Study text
-- Opening Marker --
Based on data from Bali's Committee on the Prevention and Control of AIDS (KPA) there are an estimated 300 more infants under the age of 5 years infected with HIV/AIDS each calendar year in Bali. The children acquire the disease from their parents who are also infected with the disease.
Beritabali.com reports that further research carried out by KPA Bali show that around 1.2% of all pregnant women in Bali's capital city of Denpasar are deemed to be infected with HIV/AIDS.
A spokesman for KPA, Professor Nyoman Mangku Karmaya, told the press on Friday, November 12, 2010, that mothers who are infecting their newborn with HIV/AIDS generally hail for high risk groups of intravenous drug users or commercial sex workers.
Worried of a more widespread patterns of pandemic infection in the future, Karmaya said, "in reality, infections are mostly limited to pregnant women who once worked at cafes or who have been infected by husbands who are from high risk groups."
-- Closing Marker --
Required action A
In the report on infant HIV infections in Bali, rewrite the passage from "A spokesman for" to "commercial sex workers.", swapping "intravenous drug users" for "injecting drug users".
Required action B
Translate this sentence from the report on infant HIV infections in Bali into Spanish: "Beritabali.com reports that further research carried out by KPA Bali show that around 1.2% of all pregnant women in Bali's capital city of Denpasar are deemed to be infected with HIV/AIDS."
Required action C
Write the next paragraph of the report on infant HIV infections in Bali, picking up after its final sentence.
The rows that follow have no connection to the report on infant HIV infections in Bali.

Data extract
-- Opening Marker --
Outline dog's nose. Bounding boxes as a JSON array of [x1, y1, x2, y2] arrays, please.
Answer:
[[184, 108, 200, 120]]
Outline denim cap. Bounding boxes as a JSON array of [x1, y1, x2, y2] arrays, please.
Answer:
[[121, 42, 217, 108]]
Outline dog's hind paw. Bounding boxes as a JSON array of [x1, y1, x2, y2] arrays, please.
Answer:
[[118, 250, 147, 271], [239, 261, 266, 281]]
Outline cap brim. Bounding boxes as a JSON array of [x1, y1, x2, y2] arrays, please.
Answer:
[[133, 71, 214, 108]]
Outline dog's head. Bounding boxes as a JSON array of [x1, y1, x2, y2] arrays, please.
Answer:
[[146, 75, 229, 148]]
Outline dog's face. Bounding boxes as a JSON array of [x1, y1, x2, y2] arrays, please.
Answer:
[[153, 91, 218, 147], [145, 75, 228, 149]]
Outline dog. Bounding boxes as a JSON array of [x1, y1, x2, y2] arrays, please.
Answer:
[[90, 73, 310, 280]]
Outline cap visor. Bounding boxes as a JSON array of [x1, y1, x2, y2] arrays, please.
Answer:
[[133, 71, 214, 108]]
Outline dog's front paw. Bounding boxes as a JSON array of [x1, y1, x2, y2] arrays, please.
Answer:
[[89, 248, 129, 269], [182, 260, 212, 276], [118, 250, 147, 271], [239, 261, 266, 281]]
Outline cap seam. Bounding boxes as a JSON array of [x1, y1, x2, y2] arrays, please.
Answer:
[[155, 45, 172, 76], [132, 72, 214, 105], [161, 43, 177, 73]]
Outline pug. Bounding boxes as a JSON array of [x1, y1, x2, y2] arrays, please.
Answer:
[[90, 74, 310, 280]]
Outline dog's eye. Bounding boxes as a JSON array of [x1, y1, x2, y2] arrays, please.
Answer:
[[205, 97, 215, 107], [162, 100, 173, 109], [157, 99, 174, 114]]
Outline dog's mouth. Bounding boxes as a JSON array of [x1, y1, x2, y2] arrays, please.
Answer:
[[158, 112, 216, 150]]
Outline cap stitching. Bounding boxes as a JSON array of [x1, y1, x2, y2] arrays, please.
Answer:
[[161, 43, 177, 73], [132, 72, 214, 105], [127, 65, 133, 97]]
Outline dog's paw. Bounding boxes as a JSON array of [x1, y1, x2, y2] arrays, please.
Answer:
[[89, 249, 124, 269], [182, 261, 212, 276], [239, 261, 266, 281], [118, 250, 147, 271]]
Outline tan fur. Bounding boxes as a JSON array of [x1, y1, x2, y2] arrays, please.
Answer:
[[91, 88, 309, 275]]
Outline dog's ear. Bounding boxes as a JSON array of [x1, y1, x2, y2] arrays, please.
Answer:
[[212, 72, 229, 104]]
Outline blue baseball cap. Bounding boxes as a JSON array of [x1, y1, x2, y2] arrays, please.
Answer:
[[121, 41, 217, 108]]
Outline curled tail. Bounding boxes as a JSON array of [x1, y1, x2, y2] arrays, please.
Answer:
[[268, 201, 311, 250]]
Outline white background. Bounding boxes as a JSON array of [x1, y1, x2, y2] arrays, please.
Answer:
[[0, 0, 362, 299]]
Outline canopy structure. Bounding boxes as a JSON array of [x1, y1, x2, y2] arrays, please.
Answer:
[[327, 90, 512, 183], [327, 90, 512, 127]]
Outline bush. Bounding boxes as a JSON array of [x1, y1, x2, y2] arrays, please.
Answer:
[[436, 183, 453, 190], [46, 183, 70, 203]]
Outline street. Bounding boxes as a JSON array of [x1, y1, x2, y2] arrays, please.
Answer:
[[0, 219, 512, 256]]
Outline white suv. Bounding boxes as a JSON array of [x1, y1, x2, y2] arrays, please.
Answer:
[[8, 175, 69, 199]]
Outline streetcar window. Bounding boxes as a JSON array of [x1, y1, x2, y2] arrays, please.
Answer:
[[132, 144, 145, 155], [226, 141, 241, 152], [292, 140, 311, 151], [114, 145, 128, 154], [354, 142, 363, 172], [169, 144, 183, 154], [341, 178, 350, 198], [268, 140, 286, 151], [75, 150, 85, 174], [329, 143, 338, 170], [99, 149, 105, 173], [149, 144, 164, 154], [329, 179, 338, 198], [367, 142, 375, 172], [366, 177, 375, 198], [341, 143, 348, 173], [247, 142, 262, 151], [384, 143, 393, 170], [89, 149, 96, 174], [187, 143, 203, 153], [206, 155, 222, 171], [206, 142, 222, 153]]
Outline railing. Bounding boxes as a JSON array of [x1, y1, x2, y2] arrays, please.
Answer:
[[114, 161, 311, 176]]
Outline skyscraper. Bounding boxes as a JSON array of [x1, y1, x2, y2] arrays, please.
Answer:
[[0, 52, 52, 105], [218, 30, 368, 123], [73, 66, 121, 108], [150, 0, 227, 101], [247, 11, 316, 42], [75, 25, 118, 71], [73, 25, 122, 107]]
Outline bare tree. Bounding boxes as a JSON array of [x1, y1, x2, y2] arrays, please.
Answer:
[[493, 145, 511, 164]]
-- Closing Marker --
-- Opening Marker --
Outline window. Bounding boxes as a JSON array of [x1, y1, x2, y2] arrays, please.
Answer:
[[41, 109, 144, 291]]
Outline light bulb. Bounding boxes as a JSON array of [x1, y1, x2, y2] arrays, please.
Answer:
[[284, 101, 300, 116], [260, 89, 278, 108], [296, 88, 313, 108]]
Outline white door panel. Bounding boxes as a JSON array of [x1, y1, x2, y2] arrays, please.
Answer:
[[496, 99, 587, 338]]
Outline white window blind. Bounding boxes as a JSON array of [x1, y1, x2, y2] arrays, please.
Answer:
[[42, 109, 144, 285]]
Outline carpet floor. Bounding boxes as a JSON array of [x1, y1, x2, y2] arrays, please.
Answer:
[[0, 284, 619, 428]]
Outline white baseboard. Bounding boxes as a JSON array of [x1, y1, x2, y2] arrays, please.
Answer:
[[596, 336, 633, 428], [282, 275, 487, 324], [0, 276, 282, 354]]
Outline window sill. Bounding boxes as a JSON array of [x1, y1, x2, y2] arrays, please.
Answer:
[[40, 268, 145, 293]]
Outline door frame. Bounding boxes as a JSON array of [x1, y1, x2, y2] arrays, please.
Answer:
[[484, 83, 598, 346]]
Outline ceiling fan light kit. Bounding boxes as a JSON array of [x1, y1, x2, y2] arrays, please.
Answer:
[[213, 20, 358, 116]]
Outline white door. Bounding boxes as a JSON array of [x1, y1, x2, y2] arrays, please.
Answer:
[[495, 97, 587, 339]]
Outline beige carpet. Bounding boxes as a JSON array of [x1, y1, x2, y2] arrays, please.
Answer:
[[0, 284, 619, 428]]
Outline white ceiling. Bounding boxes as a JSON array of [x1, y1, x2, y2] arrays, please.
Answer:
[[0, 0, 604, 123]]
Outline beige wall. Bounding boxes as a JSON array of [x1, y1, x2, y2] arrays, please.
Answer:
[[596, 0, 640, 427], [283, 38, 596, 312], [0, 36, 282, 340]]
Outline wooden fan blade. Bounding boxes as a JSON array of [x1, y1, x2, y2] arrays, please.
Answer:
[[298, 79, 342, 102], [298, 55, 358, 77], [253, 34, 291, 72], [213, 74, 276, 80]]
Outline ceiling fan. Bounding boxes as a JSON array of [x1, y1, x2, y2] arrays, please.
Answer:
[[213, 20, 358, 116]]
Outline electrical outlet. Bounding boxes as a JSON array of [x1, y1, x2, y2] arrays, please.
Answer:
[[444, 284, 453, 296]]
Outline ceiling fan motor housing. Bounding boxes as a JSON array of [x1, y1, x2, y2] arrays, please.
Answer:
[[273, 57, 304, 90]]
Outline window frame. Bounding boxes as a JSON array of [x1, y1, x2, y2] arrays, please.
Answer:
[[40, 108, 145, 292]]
-- Closing Marker --
Exercise answer A
A spokesman for KPA, Professor Nyoman Mangku Karmaya, told the press on Friday, November 12, 2010, that mothers who are infecting their newborn with HIV/AIDS generally hail for high risk groups of injecting drug users or commercial sex workers.

Exercise answer B
Beritabali.com informa que otras investigaciones realizadas por KPA Bali muestran que alrededor del 1,2 % de todas las mujeres embarazadas de Denpasar, la capital de Bali, se consideran infectadas con VIH/sida.

Exercise answer C
KPA also estimates that at least 25% of commercial sex workers in Bali are infected with HIV/AIDS.
Karmaya relayed the dire news that the number of new cases discovered each year in Bali has hit 840. On a cumulative basis, there are now some 3,700 known cases of HIV/AIDS in Bali. On the assumption that there are many more undiagnosed or unreported cases, the Bali Health Department estimates a total of 7,000 cases of HIV/AID on the island.